Brief 1
Reproduce the records verbatim, beginning with their first line and ending with the line that contains "[(267, 26), (433, 123)]", both lines included.

* Start Page excerpt *

Garbage Collection: How it’s done

If you are familiar with the basics of the memory allocation in programming languages, you know that there are two parts in the memory defined as Heap and Stack.

The stack memory is used for execution of a thread. When a function is called, a block of memory is allocated in the stack to store the local variables of the function. The allocated memory gets freed when the function is returned. In contrast to the Stack, Heap memory is used for dynamic allocation (usually when creating objects with “new” or “malloc” keyword) and memory deallocation needs to be handled separately.

Object myObject = new Object();

.............


myObject = null;

If at some point of the program, another reference to an object or “null” was assigned to the “myObject” variable, the reference that existed with the already created “Object” will be removed. However, the memory allocated for this “Object” will not be freed even though the Object is not being used. In the older programs such as C or C++, the programmer needs to be concerned about these type of objects allocated in the Heap and delete when they are not in use to free up the memory. Failing to do that can end up in a memory leak. In the other hand, if we mistakenly delete an Object that has a live reference to a variable can cause null pointer exceptions in later parts of the code when we try to access the deleted object using the old reference.

However, in languages like Java and C#, this memory management is handled by a separate entity known as the Garbage Collector.

With a Garbage Collector in place, we can allocate an object in the memory, use it and when there is no longer any reference for that object, the object will be marked for the Garbage Collector to pick up freeing the allocated memory. And a Garbage Collector also guarantees that any live Object that has an active reference will not get removed from the memory.

Reference Counted Garbage Collection

The reference count garbage collection keeps a track of the number of references for a particular object in the memory. Let’s look at the following code segment.

Object a = new Object(); // Reference Count(OB1) starts at 1
Object b = a; // Reference Count (OB1) incremented to 2 as a new reference is added
Object c = new Object();

b.someMethod();
b = null; // Reference Count(OB1) decremented to 1 as reference goes away
a = c; // Reference Count(OB1) decremented to 0

When executing the line Object a = new Object(), a new object (let’s say OB1 ) is created in the memory and the reference count (for OB1) starts at 1.

When the reference for the OB1 in the variable “a” is copied to “b”, the reference counter increases by one as now two variables have the reference for OB1.

When “b” is assigned to null, there reference for OB1 decreases leaving only the variable “a” having a reference for OB1.

When the value of “a” is updated by the value of “c” (which is having a reference for a whole new object), there reference counter for the OB1 becomes zero leaving the OB1 available for garbage collection.

* End Page excerpt *
* Start Data for processing *

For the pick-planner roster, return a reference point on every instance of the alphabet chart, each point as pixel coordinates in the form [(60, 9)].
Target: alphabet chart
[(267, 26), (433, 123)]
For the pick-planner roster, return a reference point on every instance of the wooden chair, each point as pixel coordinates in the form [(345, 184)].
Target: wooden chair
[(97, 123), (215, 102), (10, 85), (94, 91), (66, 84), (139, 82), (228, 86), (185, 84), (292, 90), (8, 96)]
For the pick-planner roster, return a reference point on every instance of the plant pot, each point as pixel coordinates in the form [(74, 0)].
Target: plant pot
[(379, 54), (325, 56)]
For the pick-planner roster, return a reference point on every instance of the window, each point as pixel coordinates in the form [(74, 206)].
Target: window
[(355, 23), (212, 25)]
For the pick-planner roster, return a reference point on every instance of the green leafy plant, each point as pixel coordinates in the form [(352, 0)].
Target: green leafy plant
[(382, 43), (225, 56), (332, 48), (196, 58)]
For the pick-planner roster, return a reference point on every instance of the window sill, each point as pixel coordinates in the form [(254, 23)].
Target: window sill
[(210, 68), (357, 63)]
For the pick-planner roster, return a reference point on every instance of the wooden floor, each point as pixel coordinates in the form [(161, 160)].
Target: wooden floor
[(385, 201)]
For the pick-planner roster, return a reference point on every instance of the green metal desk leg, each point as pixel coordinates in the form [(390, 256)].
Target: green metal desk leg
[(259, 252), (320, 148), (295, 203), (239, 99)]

* End Data for processing *

Brief 2
Write the next part of the garbage collection article, picking up after its final sentence.

Exercise result 1
For the pick-planner roster, return a reference point on every instance of the alphabet chart, each point as pixel coordinates in the form [(60, 9)].
Target: alphabet chart
[(267, 26), (433, 123)]

Exercise result 2
Drawbacks in Reference Counted GC

The main disadvantage in the reference counted garbage collection is its inability to identify circular references. To understand the circular references, let’s have a look into the below code segment.

Consider two classes A and B having each other’s references.

class A {
private B b;

public void setB(B b) {
this.b = b;
}
}

class B {
private A a;

public void setA(A a) {
this.a = a;
}
}

Now in the main method, we can create new objects for both of these classes and assign the references.

public class Main {
public static void main(String[] args) {
A one = new A();
B two = new B();

// Make the objects refer to each other (creates a circular reference)
one.setB(two);
two.setA(one);

// Throw away the references from the main method; the two objects are
// still referring to each other
one = null;
two = null;
}
}

When we assign null values for the two variables one and two, the external references existed with the class objects (“A” and “B”) created at the beginning will be removed. Still, they won’t be eligible for garbage collection as the reference counters of those two objects will not become zero due to object “A” having its reference inside “B” and the object “B” having its reference inside “A”.

Mark and Sweep Garbage Collection

As the name suggests, Mark and Sweep garbage collectors have two phases
1. Mark Phase
2. Sweep Phase

Mark Phase
During the Mark phase, the GC identifies the objects that are still in use and set their “mark bit” to true. The search starts with a root set of references kept in local variables in the stack or global variables. Starting from the root references the GC will conduct a depth search for the objects that have reachable references from the root. Any object that keeps a reference of another object, keeps that object alive.

It is important to keep note that during the Mark phase, the application threads are stopped to avoid the changes that can happen to the object state during the marking phase.

Source: https://app.pluralsight.com/library/courses/understanding-java-vm-memory-management/description

The cyclic references are not an issue for a Mark and Sweep GC. If you observe the above diagram, a cyclic reference exists (shown by the square) but it is unreachable from the root. Hence, those types of references will not be marked as live allowing GC to collect as garbage.

Sweep Phase
In the sweep face, all the unmarked objects from the Mark phase will be removed from the memory freeing up space.

Source: https://app.pluralsight.com/library/courses/understanding-java-vm-memory-management/description

As you can observe from the above diagram, there may exist plenty of free regions after the sweep phase. But, due to this fragmentation, the next memory allocation may fail if it is bigger than all the existing free regions.

To overcome this problem, an additional Compact phase was added.

Mark-Sweep-Compact Garbage Collection

After the sweep phase, all the memory locations are rearranged to provide a more compact memory allocation. The downside of this approach is an increased GC pause duration as it needs to copy all objects to a new place and to update all references to such objects.

Source: https://app.pluralsight.com/library/courses/understanding-java-vm-memory-management/description

Mark and Copy Garbage Collector

This is similar to the Mark and Sweep collector, but the memory space is divided into two. Initially, the objects are allocated to one space (fromspace), and the live objects are marked.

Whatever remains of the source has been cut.